── Textauszug

Die Unterschiede zwischen den Weiterbildungssystemen der europäischen Nationalstaaten sind nach wie vor groß. Es lassen sich v. a. Unterschiede zwischen einer stärker institutionalisierten und systemisch ausgebauten Erwachsenenbildung in Nordeuropa und einer stärker projekt- und prozessbezogenen Erwachsenenbildung in den Mittelmeerstaaten erkennen. Die neuen EU-Mitgliedstaaten in Mittel- und Osteuropa unterscheiden sich wiederum durch die spezifische Rolle, die der Erwachsenenbildung während ihrer Transformation vom sozialistischen zum marktwirtschaftlichen System zukommt (Erwachsenenbildung in Übergangsgesellschaften). Trotz dieser systemischen sowie der vorhandenen sprachlichen und kulturellen Differenzen zeichnet sich eine zunehmende Annäherung der unterschiedlichen Entwicklungen von Erwachsenenbildung in Europa ab. Dabei erweist sich der überstaatliche Zusammenschluss der EU, der auch Finanzen und ordnungspolitische Instrumente umfasst, als treibendes Moment. So kann aufgrund der seit den Maastrichter Verträgen (1993) stetig ausgebauten Aktivitäten der EU mittlerweile vom Vorhandensein einer „europäischen Erwachsenenbildungspolitik“ gesprochen werden, die sich über die EU-Mitgliedstaaten hinaus auch auf andere europäische Länder (Beitrittskandidaten, Europäischer Wirtschaftsraum) auswirkt.

────
── Erfasste Angaben

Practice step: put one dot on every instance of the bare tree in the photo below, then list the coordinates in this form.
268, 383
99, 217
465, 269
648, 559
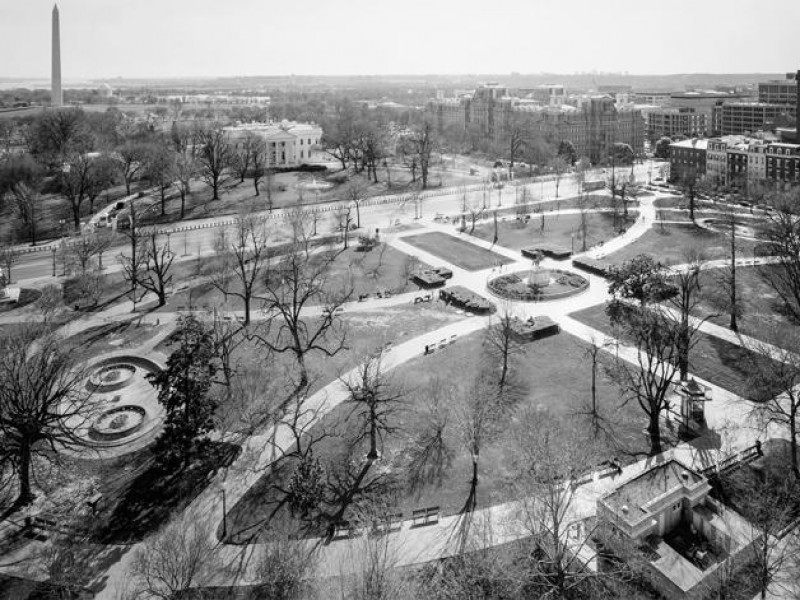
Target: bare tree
375, 402
150, 268
299, 280
343, 220
242, 156
688, 297
181, 557
430, 454
477, 418
43, 401
259, 161
783, 236
550, 455
647, 381
213, 157
246, 256
774, 383
131, 162
502, 343
185, 171
419, 148
73, 182
8, 258
559, 166
356, 193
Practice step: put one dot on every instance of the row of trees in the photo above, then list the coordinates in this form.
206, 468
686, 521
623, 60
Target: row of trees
79, 157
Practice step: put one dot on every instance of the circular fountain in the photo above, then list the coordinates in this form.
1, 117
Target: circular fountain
128, 419
538, 284
314, 185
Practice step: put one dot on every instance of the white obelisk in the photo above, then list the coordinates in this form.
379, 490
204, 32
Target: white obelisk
56, 97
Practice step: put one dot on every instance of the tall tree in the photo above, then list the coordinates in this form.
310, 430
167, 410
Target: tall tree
648, 379
244, 254
73, 183
783, 238
160, 169
183, 389
131, 162
214, 156
43, 401
419, 147
299, 280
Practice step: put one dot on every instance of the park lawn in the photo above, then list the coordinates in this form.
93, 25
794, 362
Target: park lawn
667, 244
381, 268
761, 312
711, 358
366, 333
548, 368
558, 230
456, 251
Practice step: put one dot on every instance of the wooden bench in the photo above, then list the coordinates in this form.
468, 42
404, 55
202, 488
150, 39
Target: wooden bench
422, 517
94, 501
388, 524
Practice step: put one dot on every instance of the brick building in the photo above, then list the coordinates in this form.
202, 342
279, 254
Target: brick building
592, 128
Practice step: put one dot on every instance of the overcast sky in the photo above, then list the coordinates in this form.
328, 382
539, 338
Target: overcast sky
163, 38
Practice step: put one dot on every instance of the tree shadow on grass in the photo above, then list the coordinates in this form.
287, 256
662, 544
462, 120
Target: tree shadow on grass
141, 504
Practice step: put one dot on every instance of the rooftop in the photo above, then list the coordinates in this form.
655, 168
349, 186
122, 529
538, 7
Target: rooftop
637, 493
696, 143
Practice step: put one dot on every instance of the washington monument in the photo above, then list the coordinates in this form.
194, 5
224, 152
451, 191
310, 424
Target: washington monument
56, 98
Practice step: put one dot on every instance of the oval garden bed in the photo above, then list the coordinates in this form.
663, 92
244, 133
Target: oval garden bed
515, 286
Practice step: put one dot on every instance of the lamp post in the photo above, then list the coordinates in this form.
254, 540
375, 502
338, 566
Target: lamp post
224, 513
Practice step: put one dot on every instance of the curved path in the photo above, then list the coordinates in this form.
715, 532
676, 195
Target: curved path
728, 416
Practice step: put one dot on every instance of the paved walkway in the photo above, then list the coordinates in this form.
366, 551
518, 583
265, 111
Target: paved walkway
728, 417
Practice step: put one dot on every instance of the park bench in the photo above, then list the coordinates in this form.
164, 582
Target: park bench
388, 524
425, 516
94, 501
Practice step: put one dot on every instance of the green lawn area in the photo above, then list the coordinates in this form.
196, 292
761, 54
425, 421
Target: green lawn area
558, 230
556, 377
760, 305
711, 358
457, 251
382, 268
668, 243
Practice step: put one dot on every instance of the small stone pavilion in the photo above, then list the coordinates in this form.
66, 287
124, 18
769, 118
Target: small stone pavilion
665, 526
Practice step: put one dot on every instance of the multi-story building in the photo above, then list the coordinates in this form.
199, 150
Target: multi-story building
671, 122
592, 128
735, 118
687, 159
549, 94
779, 91
289, 143
783, 163
717, 161
703, 103
656, 98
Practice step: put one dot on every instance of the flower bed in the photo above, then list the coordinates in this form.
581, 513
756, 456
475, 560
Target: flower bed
515, 286
464, 298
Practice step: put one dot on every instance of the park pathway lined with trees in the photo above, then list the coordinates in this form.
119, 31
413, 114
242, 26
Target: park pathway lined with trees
727, 415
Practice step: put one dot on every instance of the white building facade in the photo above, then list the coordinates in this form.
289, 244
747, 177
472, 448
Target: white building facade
289, 144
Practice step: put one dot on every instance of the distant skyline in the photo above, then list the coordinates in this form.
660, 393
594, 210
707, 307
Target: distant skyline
206, 38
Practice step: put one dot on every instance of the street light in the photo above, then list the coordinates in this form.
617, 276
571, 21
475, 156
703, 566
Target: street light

────

### [Schriftliche Aufgaben]
1 - Nenne alle Regionen innerhalb Europas, deren Erwachsenenbildung im Textauszug zur europäischen Weiterbildung einander gegenübergestellt wird.
2 - Gib Zeilen aus der Auflistung unverändert wieder: Beginne bei der Zeile mit „Practice step: put one dot on every instance of the distant“ und höre mit dem Ende der Auflistung auf.

### [Ergebnisse]
1 -
Nordeuropa
die Mittelmeerstaaten
die neuen EU-Mitgliedstaaten in Mittel- und Osteuropa

2 -
Practice step: put one dot on every instance of the distant skyline in the photo above, then list the coordinates in this form.
660, 393
594, 210
707, 307
Target: distant skyline
206, 38
Practice step: put one dot on every instance of the street light in the photo above, then list the coordinates in this form.
617, 276
571, 21
475, 156
703, 566
Target: street light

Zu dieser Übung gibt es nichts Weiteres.